# WHAT YOU SHOULD DO
Count how many lines below include the string "stump", and give that number without anything else.

____

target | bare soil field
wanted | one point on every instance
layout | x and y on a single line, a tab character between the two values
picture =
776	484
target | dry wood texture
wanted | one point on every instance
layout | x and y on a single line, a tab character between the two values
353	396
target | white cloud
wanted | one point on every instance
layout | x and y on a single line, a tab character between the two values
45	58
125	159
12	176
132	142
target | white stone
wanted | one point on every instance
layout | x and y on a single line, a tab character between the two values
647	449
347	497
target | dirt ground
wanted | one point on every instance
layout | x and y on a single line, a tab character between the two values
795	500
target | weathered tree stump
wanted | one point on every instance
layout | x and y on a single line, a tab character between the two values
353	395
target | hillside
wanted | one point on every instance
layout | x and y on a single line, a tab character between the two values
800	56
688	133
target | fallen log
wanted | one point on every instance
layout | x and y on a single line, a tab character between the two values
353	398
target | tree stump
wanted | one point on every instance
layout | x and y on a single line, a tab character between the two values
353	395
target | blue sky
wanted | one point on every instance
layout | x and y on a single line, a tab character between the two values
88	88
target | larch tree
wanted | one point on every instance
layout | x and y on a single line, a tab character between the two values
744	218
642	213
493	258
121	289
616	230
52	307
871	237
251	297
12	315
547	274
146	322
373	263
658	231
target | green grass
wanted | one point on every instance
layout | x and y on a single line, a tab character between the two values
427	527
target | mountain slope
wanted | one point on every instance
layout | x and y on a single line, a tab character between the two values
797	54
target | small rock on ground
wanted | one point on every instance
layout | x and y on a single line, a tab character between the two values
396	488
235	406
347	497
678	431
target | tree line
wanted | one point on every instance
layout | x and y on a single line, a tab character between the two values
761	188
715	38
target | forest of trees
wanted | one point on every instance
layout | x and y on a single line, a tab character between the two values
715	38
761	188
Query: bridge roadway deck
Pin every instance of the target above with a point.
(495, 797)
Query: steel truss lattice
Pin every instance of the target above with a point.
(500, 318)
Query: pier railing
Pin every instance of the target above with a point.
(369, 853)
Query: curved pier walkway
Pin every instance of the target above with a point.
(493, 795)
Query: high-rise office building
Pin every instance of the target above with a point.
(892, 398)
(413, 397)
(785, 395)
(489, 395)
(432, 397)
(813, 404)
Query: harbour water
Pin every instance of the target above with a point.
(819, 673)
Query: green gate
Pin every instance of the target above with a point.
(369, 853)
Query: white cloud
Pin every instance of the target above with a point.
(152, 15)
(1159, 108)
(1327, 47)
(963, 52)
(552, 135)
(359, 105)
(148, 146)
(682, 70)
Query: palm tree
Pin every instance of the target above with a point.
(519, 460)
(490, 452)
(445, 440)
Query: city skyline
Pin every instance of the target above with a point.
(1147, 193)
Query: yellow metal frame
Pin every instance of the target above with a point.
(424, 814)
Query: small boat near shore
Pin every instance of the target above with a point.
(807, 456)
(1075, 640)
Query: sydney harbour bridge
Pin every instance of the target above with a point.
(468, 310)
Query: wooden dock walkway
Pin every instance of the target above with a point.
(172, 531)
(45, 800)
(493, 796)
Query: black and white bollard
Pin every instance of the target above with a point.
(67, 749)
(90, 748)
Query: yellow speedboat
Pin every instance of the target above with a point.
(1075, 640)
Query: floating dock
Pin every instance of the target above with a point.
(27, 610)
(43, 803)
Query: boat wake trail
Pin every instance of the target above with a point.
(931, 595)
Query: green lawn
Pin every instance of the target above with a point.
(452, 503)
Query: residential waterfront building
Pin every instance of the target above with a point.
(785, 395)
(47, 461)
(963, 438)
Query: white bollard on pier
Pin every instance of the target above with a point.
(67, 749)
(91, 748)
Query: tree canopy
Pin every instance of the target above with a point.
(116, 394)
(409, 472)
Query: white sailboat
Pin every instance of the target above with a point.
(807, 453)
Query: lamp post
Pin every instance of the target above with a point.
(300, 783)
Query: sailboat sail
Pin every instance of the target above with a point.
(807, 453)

____

# SOLUTION TO THIS EXERCISE
2